Extract to read:
Michael Gorman, blogging on Britannica

A few people have pointed out Michael Gorman’s blog posts, appropriately enough appearing on the Britannica blog. For reasons that evade me he has one general post split into two parts. Web 2.0 The Sleep of Reason Part I and Web 2.0 The Sleep of Reason Part II. Let me just say that Michael Gorman is a smart guy and I just wish the things he said didn’t sound so… snooty. Statements like these “The task before us is to extend into the digital world the virtues of authenticity, expertise, and scholarly apparatus that have evolved over the 500 years of print, virtues often absent in the manuscript age that preceded print.” are things I can totally get behind but then he follow-up in his later post with “Google cofounder Sergey Brin has said that ‘the perfect search engine would be like the mind of God,’ but most of us took that to be billionaire hyperventilating not blasphemy.” and I don’t understand why he has to be that way.

Extracted data entries:
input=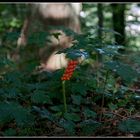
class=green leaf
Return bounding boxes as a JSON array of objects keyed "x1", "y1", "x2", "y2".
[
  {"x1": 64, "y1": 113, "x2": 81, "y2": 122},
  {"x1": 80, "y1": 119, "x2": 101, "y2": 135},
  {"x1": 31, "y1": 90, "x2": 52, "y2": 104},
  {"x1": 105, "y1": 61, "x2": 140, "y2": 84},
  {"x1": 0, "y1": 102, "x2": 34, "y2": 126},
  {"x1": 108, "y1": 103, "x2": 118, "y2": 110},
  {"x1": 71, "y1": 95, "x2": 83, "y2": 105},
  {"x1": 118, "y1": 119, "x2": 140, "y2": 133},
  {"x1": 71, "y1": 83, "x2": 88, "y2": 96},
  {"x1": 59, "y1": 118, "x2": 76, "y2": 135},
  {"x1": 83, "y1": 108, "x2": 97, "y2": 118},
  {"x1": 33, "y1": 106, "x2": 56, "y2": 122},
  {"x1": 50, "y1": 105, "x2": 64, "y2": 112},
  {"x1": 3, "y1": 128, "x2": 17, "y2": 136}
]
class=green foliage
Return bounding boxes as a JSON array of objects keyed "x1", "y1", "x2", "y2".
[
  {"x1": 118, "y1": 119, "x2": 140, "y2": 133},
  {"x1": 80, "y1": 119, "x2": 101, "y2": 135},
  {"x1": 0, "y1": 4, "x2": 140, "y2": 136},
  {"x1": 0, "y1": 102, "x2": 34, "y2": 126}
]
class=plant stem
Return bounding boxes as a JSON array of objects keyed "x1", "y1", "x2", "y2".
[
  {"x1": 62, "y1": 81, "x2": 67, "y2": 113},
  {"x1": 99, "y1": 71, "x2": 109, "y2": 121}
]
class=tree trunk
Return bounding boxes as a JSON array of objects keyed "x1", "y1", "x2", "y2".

Try it:
Answer these questions using the post about Michael Gorman:
1. On which site's blog did Gorman's posts appear?
2. According to the quote from Gorman, over how many years of print have the virtues of authenticity, expertise, and scholarly apparatus evolved?
3. Who is quoted as saying that "the perfect search engine would be like the mind of God"?
These entries come from a different source than the post about Michael Gorman.

Solution:
1. Britannica
2. 500 years
3. Google cofounder Sergey Brin